_PAGE EXTRACT_
_ _ _ _ _

That brings us to the front end of the CMS. There are of course various pages that allow you to search through documents by types and tags, and see the editing history, but most of that was ground we had covered before. A large part of the work done was on the document editor itself – the interface our writers use for creating a single document.

To create the document editor, we wrote a healthy amount of JavaScript. Basically the editor needs to take the concept of structured Documents composed of Widgets and show the user an intuitive UI for writing and editing.

So let’s say you’ve started writing a new Travel Guide article. What happens is an animated paperclip with eyes pops up and says “I see you’re writing a new Travel Guide, need some help?” Wait no, that’s not what happens.


What you’ll see is a mostly blank document with inputs for some top-level fields and then spaces to populate with different Widgets. The toolbar on the right hand side has a list of the relevant Widget types which you can drag into place in the document. All the Widgets can be dragged and dropped in the different places they can go in the Document.

Each Widget contains various fields for text, URLs, checkboxes, drop-down menus, etc. Some fields allow WYSIWYG editing with a whitelisted subset of HTML tags via the WYSIHTML5 editor. We store the HTML as HTML in the JSON rather than markdown – since we allow such a small list of tags, and the editor outputs well-formed markup, it’s perfectly safe, so we figured why go through an extra encoding and decoding step?

_ _ _ _ _

_ACTIONS TO TAKE_
a) Answer these questions from the document editor excerpt:
(i) Which editor provides WYSIWYG editing in some fields?
(ii) On which side of the screen is the toolbar that lists the Widget types?
(iii) In what form is HTML stored in the JSON?
b) Turn the paragraph of the document editor excerpt that begins "Each Widget contains various fields" into a short bulleted list that keeps its main facts.
c) The document editor excerpt names several kinds of fields that a Widget can contain. List every one it names.

(Data records)
_ _ _ _ _

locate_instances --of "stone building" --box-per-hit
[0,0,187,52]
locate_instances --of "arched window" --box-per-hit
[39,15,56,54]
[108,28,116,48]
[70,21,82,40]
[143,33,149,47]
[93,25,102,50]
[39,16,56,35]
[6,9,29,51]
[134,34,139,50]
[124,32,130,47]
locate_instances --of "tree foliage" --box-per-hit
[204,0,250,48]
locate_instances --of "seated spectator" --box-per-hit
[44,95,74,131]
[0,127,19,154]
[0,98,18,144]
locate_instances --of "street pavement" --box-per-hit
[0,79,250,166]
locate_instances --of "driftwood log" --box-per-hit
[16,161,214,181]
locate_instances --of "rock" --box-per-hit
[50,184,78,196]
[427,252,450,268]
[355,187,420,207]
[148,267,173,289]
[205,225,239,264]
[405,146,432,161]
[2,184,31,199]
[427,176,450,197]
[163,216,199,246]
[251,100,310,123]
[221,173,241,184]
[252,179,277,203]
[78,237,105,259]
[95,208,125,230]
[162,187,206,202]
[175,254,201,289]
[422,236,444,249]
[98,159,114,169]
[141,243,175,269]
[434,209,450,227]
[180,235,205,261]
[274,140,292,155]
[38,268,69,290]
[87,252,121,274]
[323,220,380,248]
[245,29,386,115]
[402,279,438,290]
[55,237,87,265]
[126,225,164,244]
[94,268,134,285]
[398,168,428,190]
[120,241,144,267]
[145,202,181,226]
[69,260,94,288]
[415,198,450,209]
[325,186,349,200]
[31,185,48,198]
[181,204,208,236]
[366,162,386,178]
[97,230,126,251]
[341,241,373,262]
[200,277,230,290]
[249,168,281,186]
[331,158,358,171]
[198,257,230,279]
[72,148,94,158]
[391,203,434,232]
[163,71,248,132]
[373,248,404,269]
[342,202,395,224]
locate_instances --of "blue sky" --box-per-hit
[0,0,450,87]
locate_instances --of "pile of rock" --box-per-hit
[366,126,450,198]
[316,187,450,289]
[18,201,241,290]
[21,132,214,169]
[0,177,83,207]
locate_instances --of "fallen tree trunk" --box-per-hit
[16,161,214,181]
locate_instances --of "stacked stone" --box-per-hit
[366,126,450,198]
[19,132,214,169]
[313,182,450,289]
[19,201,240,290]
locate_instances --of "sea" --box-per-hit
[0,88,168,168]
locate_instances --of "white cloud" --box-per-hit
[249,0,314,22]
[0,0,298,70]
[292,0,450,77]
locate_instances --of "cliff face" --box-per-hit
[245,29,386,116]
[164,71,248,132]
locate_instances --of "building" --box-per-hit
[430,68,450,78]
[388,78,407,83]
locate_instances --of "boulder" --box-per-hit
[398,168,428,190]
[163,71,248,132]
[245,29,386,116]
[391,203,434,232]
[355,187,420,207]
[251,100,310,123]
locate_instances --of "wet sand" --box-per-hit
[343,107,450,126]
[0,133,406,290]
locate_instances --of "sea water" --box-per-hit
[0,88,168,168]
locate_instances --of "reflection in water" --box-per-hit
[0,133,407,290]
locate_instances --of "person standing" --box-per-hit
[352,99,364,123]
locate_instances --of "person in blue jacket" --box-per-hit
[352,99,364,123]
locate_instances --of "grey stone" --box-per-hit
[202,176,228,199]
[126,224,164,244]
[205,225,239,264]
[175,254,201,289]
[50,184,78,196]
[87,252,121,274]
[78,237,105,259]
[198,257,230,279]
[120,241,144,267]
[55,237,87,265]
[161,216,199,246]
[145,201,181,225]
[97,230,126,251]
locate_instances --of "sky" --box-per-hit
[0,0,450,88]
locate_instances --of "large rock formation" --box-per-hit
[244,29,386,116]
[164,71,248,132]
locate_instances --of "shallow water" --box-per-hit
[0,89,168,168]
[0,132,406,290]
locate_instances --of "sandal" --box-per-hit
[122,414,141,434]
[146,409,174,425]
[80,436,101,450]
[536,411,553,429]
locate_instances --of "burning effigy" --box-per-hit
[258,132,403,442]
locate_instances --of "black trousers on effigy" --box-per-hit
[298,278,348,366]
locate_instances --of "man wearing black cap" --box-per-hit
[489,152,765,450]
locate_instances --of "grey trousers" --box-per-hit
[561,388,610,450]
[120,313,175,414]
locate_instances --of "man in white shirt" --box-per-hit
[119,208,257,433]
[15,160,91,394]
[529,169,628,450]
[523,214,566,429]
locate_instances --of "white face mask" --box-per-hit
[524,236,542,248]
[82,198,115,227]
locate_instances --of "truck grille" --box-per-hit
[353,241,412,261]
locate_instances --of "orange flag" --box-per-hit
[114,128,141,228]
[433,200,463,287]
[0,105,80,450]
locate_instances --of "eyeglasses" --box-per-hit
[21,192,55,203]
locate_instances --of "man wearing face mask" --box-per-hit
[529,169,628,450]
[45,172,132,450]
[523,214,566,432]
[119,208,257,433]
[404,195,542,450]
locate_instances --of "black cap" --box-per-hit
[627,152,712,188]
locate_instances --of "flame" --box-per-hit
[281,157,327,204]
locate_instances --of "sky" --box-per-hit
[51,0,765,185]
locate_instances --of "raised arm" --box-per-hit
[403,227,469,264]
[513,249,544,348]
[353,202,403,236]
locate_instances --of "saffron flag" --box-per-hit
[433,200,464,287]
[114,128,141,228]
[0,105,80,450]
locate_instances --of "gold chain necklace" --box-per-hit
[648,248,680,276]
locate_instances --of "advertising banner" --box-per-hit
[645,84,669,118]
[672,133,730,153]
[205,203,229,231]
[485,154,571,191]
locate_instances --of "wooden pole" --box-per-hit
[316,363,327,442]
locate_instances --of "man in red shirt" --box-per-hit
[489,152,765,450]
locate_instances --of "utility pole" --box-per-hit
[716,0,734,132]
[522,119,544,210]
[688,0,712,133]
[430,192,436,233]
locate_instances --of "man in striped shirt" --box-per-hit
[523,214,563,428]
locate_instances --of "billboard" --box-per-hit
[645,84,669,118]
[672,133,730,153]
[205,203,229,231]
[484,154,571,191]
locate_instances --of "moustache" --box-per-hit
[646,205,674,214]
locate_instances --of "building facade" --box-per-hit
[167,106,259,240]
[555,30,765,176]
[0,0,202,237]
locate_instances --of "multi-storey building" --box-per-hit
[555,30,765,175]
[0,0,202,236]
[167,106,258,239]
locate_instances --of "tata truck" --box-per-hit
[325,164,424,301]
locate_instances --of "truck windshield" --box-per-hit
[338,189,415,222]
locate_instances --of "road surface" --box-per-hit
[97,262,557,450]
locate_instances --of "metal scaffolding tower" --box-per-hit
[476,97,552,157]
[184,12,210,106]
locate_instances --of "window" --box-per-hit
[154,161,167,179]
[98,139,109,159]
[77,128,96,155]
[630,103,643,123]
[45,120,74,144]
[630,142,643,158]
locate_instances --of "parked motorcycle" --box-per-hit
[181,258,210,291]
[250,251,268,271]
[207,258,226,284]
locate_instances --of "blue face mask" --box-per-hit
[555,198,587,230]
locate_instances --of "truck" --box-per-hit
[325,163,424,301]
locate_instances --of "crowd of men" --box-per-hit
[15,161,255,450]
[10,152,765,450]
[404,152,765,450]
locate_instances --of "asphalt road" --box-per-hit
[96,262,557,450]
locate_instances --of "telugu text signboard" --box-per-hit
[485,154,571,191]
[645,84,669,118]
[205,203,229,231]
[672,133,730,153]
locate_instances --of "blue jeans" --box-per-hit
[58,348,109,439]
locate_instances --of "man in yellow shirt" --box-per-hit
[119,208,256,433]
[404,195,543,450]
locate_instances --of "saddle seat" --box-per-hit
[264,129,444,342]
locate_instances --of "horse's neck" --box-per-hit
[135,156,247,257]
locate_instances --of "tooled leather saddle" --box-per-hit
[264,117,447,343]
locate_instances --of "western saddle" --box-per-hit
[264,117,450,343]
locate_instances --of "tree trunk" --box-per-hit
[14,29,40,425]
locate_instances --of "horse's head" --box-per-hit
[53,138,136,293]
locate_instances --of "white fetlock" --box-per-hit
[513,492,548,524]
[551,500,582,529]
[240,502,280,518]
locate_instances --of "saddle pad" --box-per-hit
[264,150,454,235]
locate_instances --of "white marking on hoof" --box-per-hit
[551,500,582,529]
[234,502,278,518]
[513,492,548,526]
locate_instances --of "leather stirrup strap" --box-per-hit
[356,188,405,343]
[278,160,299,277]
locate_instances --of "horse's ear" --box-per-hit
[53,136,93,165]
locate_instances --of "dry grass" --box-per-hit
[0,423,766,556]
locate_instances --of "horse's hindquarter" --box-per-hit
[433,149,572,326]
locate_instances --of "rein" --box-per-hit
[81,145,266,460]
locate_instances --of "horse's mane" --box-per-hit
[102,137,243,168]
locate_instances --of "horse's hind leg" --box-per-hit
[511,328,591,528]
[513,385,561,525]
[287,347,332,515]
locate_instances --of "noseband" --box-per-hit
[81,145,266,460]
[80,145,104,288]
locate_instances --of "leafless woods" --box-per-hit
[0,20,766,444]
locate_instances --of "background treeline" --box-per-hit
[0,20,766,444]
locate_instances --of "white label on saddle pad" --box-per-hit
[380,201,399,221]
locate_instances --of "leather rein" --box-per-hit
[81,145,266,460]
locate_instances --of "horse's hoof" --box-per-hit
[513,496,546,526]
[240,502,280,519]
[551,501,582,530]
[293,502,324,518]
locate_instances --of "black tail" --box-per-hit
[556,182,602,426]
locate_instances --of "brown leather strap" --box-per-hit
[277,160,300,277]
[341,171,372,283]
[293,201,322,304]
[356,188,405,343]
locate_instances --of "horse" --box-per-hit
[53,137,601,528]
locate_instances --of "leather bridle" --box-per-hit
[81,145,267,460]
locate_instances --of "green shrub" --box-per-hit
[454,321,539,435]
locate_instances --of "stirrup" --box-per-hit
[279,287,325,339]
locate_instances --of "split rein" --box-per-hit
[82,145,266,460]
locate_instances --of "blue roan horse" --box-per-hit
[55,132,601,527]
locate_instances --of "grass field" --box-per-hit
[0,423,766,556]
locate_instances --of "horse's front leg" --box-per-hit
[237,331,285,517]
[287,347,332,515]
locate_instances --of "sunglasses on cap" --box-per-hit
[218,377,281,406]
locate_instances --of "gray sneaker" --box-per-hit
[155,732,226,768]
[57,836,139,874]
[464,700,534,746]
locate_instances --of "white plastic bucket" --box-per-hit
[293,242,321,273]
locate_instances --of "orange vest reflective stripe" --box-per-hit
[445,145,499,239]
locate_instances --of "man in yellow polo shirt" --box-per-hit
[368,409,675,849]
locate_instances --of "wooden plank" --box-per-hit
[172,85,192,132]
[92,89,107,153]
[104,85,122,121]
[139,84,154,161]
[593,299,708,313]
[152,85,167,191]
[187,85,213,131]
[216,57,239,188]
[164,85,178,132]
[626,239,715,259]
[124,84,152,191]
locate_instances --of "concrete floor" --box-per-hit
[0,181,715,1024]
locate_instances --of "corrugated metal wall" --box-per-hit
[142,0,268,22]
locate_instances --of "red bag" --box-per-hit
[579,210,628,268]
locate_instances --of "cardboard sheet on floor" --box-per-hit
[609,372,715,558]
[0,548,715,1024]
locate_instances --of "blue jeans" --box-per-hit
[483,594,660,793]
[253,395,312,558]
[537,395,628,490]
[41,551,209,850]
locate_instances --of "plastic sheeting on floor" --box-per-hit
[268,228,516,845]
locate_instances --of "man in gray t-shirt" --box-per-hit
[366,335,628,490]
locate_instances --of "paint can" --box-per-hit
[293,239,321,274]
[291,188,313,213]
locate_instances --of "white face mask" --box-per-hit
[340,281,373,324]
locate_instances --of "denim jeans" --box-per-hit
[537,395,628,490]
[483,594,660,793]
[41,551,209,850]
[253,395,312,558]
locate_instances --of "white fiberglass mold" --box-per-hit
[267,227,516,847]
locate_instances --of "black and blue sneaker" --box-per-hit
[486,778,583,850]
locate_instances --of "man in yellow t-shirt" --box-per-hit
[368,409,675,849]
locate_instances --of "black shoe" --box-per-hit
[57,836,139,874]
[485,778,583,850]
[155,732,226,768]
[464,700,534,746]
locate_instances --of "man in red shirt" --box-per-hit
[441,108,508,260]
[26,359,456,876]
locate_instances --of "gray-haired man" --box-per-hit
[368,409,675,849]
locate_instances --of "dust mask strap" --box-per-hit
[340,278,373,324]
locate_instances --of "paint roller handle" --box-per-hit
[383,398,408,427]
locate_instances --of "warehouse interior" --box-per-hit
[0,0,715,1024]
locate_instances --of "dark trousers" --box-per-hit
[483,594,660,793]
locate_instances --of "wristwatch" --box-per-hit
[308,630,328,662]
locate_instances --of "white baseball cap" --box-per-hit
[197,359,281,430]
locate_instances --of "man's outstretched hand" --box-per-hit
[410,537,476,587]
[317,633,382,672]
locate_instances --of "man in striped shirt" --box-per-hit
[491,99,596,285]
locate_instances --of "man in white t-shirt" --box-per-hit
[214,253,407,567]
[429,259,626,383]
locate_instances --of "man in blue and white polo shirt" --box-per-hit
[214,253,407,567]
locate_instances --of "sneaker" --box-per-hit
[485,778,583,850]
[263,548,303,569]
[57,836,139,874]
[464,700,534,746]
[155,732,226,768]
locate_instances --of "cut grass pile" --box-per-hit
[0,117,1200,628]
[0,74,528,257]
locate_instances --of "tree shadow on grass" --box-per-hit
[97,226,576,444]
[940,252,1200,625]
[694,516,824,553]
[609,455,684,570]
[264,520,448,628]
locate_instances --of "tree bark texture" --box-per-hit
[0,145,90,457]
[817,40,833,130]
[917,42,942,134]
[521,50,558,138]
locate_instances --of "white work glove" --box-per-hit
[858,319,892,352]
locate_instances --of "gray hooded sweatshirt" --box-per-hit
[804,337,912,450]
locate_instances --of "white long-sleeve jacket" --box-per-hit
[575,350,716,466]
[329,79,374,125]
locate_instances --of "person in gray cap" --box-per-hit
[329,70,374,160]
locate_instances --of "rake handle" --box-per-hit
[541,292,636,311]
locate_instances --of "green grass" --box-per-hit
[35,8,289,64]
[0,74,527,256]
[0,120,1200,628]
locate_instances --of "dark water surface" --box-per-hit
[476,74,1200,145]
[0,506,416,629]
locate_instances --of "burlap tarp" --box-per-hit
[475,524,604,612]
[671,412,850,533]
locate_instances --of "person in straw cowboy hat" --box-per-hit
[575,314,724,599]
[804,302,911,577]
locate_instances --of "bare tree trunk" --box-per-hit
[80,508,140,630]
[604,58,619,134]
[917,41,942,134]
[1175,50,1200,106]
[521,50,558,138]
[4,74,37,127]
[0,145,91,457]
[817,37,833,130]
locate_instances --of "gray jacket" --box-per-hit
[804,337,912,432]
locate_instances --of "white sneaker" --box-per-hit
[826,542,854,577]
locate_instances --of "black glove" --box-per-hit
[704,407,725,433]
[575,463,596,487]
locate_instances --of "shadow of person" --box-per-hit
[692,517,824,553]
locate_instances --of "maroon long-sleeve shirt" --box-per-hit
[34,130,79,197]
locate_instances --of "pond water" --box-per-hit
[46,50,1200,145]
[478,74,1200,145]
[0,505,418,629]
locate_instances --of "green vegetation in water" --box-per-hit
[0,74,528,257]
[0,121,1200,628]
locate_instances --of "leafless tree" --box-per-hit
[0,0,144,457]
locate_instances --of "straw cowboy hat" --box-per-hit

_ _ _ _ _

_THE RESPONSES_
a)
(i) The WYSIHTML5 editor.
(ii) The right hand side.
(iii) As HTML rather than markdown.

b)
- Each Widget has fields for text, URLs, checkboxes, drop-down menus, etc.
- Some fields allow WYSIWYG editing through the WYSIHTML5 editor, limited to a whitelisted subset of HTML tags.
- HTML is stored as HTML in the JSON, not as markdown.
- This is considered safe because only a small list of tags is allowed and the editor outputs well-formed markup, so an extra encoding and decoding step is avoided.

c)
- Text
- URLs
- Checkboxes
- Drop-down menus